BEGIN GIVEN PASSAGE
# New Isaac Sonic



## ciclisto (Nov 8, 2005)

Just rode my new blue carbon Isaac Sonic with campy record/chorus ; very sweet , this bike is flawlessly finished and stiff as I expected yet with a very compliant ride.....This was at close out prices but I could not be happier with this > it has the best carbon finish and is beautiful with minimalist decals. with black tires seat and red tape nice understated ride.
I researched this and took a chance with the company folding (to restart) and it is my first Asian frame but it is a keeper. I think this small company was overlooked.


----------



## T-Fen (Aug 1, 2007)

Pictures please...


----------



## ciclisto (Nov 8, 2005)

report after 5 weeks, after dial in ...the rear hanger was out of alignment, and some front derailleur adjustments etc. This bike is beautiful well made sturdy and most of all the holy grail for me..... it is super stiff , light and climbs better then anything, it also rides 90% as comfortable as my Colnago C50...I have no issues and can stop riding it I usually only ride a bike two weeks then shift to another and clean adjust the last.....No desire to ride the others yet. The blue carbon is the best one of a kind and very little graphics.
will try to post photos it is blue with red tape pedals and cage. They are not being made now if you can find one it is a gem.

Isaac Sonic
C-50
Master light Molteni
Merckx corsa 01
De Rosa macro
Holland custom steel sl/sp


----------



## Guest (Aug 27, 2009)

pictures?


----------



## kung-fu-panda (Dec 19, 2009)

Isaac back in business @ :http://www.isaac-cycle.com/?gclid=CIesypfq4Z4CFSWlagod7C74Iw


----------
END GIVEN PASSAGE
BEGIN LISTED RECORDS
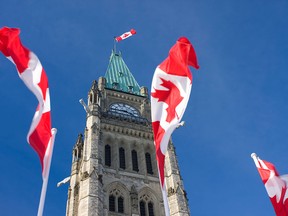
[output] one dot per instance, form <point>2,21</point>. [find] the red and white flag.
<point>170,91</point>
<point>125,35</point>
<point>40,136</point>
<point>276,185</point>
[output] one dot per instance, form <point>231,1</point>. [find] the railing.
<point>116,114</point>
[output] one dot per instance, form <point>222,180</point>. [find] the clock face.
<point>125,109</point>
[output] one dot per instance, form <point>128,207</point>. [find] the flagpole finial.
<point>254,155</point>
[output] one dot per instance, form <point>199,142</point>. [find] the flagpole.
<point>114,44</point>
<point>45,174</point>
<point>254,157</point>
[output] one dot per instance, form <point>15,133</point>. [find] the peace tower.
<point>114,167</point>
END LISTED RECORDS
JOBS
(1) From the Isaac Sonic thread, quote the text from "# New Isaac" up to and including "company was overlooked.".
(2) In the Isaac Sonic thread, which bike does the Isaac Sonic ride 90% as comfortably as?

REPLIES
(1)
# New Isaac Sonic



## ciclisto (Nov 8, 2005)

Just rode my new blue carbon Isaac Sonic with campy record/chorus ; very sweet , this bike is flawlessly finished and stiff as I expected yet with a very compliant ride.....This was at close out prices but I could not be happier with this > it has the best carbon finish and is beautiful with minimalist decals. with black tires seat and red tape nice understated ride.
I researched this and took a chance with the company folding (to restart) and it is my first Asian frame but it is a keeper. I think this small company was overlooked.

(2) The Colnago C50.